— TEXT TO READ —
━━━━━━━━

One of President Donald Trump’s favorite hobbies in the White House is issuing statements hyping job creation, often following the monthly employment report. According to the Bureau of Labor Statistics, the unemployment rate is at seven-year lows, falling to 4.4 percent in June. However, Americans across the country haven’t seen the wage increases one would expect with an economic recovery.
Recent research from the Center for American Progress shows that not only has the extent of the recovery since the Great Recession varied enormously by region, but some places were already struggling well before 2007.
Rust Belt and Great Plains states had the lowest relative increase in inflation-adjusted wages of any region in the country between 2000 and 2016. In fact, median wages for Midwestern men decreased from 2000 to 2007. Workers’ ongoing economic struggles are evident through the prime-age employment rate — the share of adults between the ages of 25 and 54 with a full or part-time job.
Regionally, employment rates fell for each part of the country between 2000 and 2016, but the vast majority of the decrease in the Midwest happened prior to the Great Recession, unlike the East, South and West. The Midwest has struggled to replace 1.5 million manufacturing jobs lost since 2000 as the creation of new service sector jobs has not kept up. Traditionally, the manufacturing sector had long been associated with jobs that pay middle-class wages regardless of workers’ education levels. This difference, known as the manufacturing wage premium, was historically the largest in the Midwest but has fallen more drastically there than any other region.

━━━━━━━━

— TASKS FOR THIS EXERCISE —
(1) In the passage on regional wages, copy the part from "One of President" to "well before 2007.", but switch "Great Recession" to "2008 downturn".
(2) According to the passage on regional wages, how many manufacturing jobs lost since 2000 has the Midwest struggled to replace?
(3) Write the next part of the passage on regional wages, picking up after its last sentence.
The lines after this point are separate from the passage on regional wages.

— MATERIAL PROVIDED —
━━━━━━━━

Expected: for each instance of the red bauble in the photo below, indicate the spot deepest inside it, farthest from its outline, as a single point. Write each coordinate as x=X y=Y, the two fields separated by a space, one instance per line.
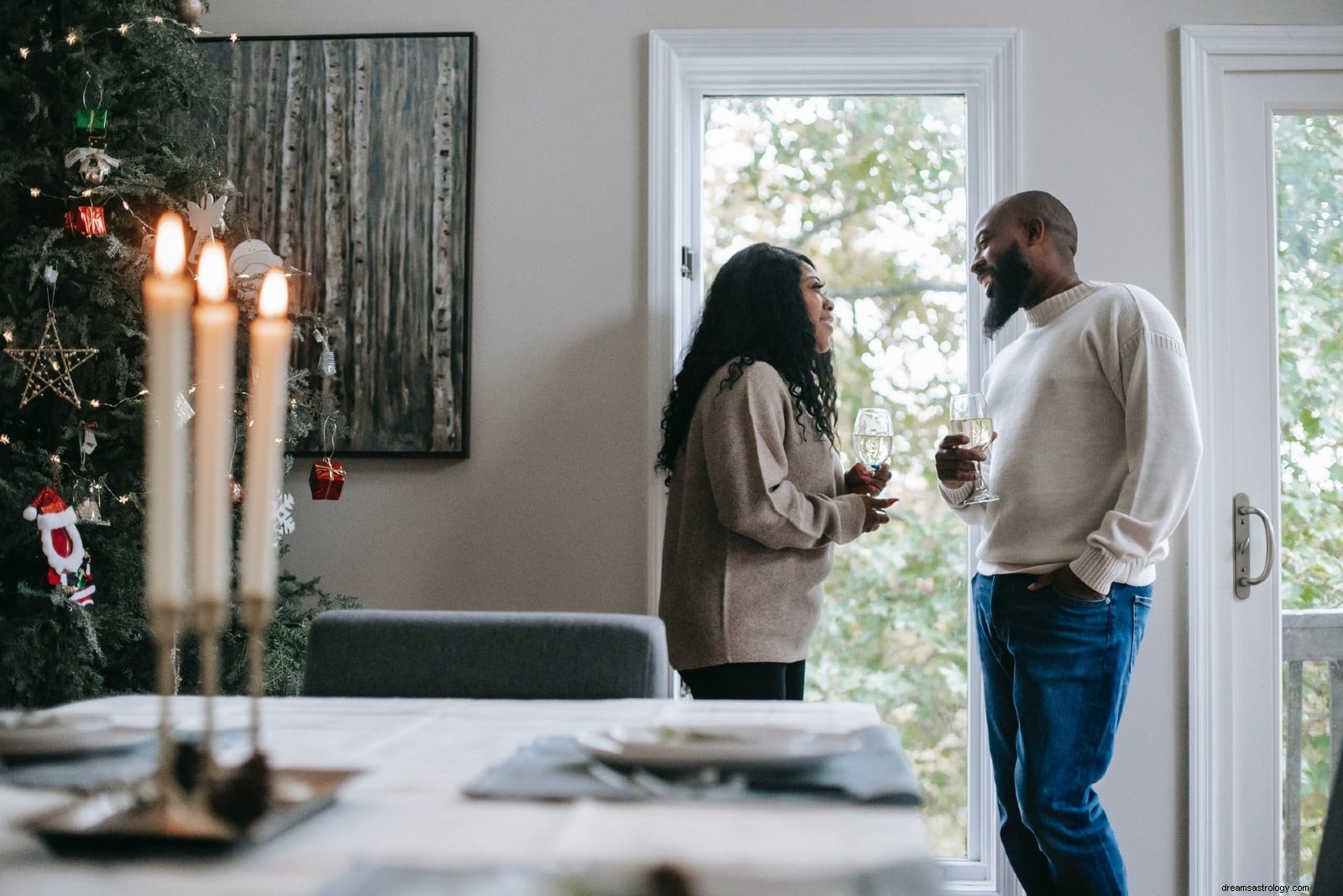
x=86 y=221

━━━━━━━━

— REPLIES —
(1)
One of President Donald Trump’s favorite hobbies in the White House is issuing statements hyping job creation, often following the monthly employment report. According to the Bureau of Labor Statistics, the unemployment rate is at seven-year lows, falling to 4.4 percent in June. However, Americans across the country haven’t seen the wage increases one would expect with an economic recovery.
Recent research from the Center for American Progress shows that not only has the extent of the recovery since the 2008 downturn varied enormously by region, but some places were already struggling well before 2007.

(2) 1.5 million

(3)
The Midwest’s decline occurred several years before any signs of the Great Recession, without recovering any faster or at any greater magnitude than the rest of the country. This “Midwest Great Pre-cession” has come to define the region’s changing and struggling economy where work is generally available, yet good jobs that pay middle class wages have become increasingly scarce.
A Midwest worker who has spent the better part of two decades feeling the effects of stagnant wages and precarious job security or prolonged unemployment might support a candidate who railed against bad trade deals, called out a rigged system, and faulted lobbyists and Washington insiders.
During the 2016 campaign, Donald Trump told Midwest cities and towns that he would fix an economy driven into the ground by people who didn’t have workers’ best interests in mind. But Barack Obama preached many of these same outsider economic themes in 2008. To be clear, the two candidates had distinct attitudes on race, religion and immigration, and the role of identity in determining the 2016 outcome cannot be emphasized enough.
The 2008 and 2016 similarities seemed to help switch a non-insignificant share of votes of people who heard a resonant message. According to estimates by the Democracy Fund Voter Study Group, 9 percent of voters who cast a ballot for Obama in 2012 switched to Trump in 2016, totaling more than 6 million people nationally. Many of the 209 counties that Obama won twice and later flipped to Trump are located in Iowa, Wisconsin, Michigan and Ohio — all newly red states.
Of course, regardless of political party, even the most compelling campaign rhetoric does not create a single job. That reality has not appeared to have dawned on the White House as the Trump administration has yet to take any action that would have any meaningful benefit for workers.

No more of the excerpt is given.